[Opening DATASET EXCERPTS section]
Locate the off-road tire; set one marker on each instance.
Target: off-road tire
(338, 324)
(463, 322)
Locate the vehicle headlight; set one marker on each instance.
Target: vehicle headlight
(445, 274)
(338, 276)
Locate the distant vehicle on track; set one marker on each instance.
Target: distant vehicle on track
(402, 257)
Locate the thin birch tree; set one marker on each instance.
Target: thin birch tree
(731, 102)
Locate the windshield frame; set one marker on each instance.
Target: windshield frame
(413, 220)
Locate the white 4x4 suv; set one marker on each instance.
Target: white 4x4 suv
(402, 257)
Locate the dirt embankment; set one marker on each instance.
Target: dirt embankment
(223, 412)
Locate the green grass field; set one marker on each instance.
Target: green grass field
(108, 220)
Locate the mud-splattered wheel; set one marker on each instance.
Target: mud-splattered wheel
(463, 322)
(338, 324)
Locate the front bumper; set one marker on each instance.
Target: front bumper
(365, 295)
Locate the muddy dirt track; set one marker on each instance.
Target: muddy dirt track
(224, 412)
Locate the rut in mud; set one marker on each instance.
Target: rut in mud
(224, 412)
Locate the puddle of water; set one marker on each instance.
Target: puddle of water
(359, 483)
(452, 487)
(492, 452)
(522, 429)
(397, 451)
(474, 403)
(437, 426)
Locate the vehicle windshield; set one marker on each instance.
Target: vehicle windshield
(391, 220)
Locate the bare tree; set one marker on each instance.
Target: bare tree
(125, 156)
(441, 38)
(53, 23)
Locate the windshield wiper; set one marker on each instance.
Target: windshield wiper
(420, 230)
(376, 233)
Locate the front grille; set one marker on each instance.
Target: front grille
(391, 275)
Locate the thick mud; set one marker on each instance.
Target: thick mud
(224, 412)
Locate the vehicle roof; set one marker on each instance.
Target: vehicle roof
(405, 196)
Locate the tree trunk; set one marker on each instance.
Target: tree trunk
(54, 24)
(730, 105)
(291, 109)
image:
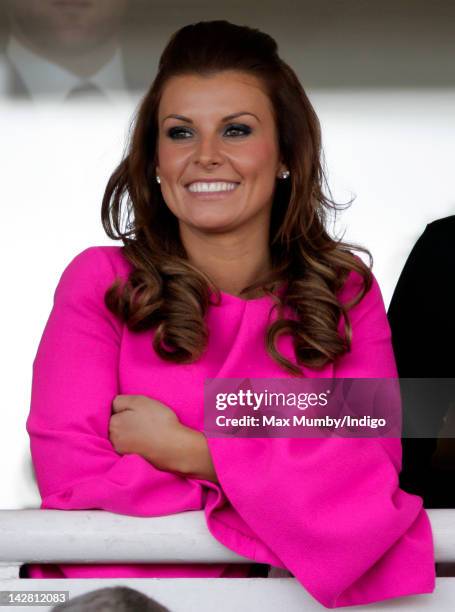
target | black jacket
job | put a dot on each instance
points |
(422, 318)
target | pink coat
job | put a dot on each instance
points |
(328, 510)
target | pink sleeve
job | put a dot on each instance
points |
(331, 509)
(74, 382)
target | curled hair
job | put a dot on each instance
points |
(164, 291)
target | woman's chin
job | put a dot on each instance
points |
(211, 224)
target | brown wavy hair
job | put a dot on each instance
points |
(164, 291)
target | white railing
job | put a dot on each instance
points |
(54, 536)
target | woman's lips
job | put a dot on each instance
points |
(206, 194)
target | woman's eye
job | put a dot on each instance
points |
(179, 133)
(237, 130)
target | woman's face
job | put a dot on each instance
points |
(218, 155)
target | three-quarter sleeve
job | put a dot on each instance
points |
(331, 508)
(75, 379)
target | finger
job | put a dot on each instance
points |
(121, 402)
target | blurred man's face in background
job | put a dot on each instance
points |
(66, 26)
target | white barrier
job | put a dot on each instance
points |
(54, 536)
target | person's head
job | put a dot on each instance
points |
(186, 133)
(111, 599)
(66, 27)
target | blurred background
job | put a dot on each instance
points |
(381, 76)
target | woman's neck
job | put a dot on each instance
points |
(231, 262)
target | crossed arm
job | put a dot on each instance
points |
(151, 429)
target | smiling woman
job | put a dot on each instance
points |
(227, 271)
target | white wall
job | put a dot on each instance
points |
(391, 146)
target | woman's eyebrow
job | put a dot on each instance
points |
(227, 118)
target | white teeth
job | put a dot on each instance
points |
(210, 187)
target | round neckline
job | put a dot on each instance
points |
(235, 299)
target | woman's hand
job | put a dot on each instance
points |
(148, 428)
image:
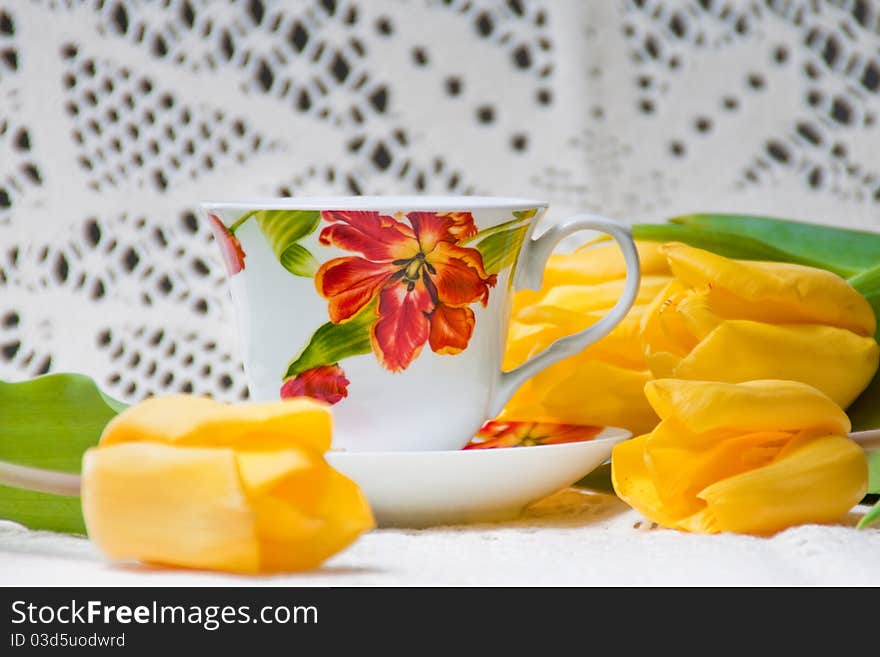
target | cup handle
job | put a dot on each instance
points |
(533, 259)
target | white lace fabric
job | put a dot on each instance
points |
(116, 118)
(570, 539)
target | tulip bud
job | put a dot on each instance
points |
(753, 457)
(187, 481)
(604, 383)
(732, 320)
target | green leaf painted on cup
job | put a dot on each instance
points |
(842, 250)
(871, 517)
(49, 422)
(283, 230)
(500, 250)
(334, 342)
(298, 260)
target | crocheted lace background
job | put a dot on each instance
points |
(116, 118)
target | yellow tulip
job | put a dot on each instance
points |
(730, 320)
(603, 384)
(753, 457)
(187, 481)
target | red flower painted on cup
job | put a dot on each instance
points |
(230, 247)
(423, 278)
(326, 382)
(498, 433)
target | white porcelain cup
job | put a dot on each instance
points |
(394, 309)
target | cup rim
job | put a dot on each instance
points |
(416, 203)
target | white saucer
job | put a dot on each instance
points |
(418, 489)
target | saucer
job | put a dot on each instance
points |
(419, 489)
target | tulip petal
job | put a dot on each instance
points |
(182, 506)
(815, 479)
(451, 329)
(378, 237)
(201, 422)
(350, 283)
(431, 228)
(597, 262)
(681, 469)
(403, 326)
(772, 292)
(586, 391)
(706, 406)
(836, 361)
(633, 483)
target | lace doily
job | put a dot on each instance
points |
(117, 117)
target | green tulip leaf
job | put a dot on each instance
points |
(868, 285)
(333, 342)
(49, 422)
(598, 480)
(55, 513)
(871, 517)
(501, 249)
(873, 472)
(284, 229)
(841, 250)
(729, 245)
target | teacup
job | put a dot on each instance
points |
(394, 309)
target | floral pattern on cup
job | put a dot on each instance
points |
(413, 280)
(502, 433)
(420, 276)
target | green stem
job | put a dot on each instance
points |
(245, 217)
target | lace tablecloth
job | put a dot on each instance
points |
(573, 538)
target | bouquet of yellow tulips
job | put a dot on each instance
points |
(758, 323)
[Closing DATASET EXCERPTS section]
Copy out exactly the lines from the line with "target | saucer" to the end of the listing, including both of those lines, and give nothing else.

RESPONSE AREA:
target | saucer
job | put a dot on each instance
points |
(419, 489)
target | tulip petal
job | put a dot on each instance
points |
(182, 506)
(815, 479)
(451, 329)
(378, 237)
(201, 422)
(350, 283)
(431, 228)
(597, 262)
(681, 469)
(403, 326)
(772, 292)
(586, 391)
(706, 406)
(836, 361)
(633, 483)
target | lace doily
job | put a dot on each instance
points |
(117, 117)
target | green tulip leaf
job | put a dot on each instance
points |
(868, 285)
(333, 342)
(49, 422)
(598, 480)
(55, 513)
(871, 517)
(501, 249)
(873, 472)
(284, 229)
(841, 250)
(729, 245)
target | teacup
job | put a dot on each instance
points |
(394, 309)
target | floral pattern on cup
job | put a dot on each instance
points |
(413, 280)
(502, 433)
(420, 276)
target | green stem
job | put a dot on each instance
points |
(245, 217)
target | lace tablecloth
job | put a dot on each instance
points |
(573, 538)
target | bouquet of yellow tulips
job | put a dot on each instance
points |
(758, 323)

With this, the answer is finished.